Set problem: Convert the material below into a JSON list of strings, one string per line, leaving out blank lines.

Exercise data:
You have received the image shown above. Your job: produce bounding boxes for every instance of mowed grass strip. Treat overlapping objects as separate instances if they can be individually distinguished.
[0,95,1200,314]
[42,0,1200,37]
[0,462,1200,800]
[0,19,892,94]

Written answer:
[
  "You have received the image shown above. Your job: produce bounding boxes for every instance of mowed grass strip. Treat overlapping objects as separate instances if they can be individually distinguished.",
  "[0,95,1200,314]",
  "[42,0,1200,37]",
  "[0,462,1200,800]",
  "[0,19,892,94]"
]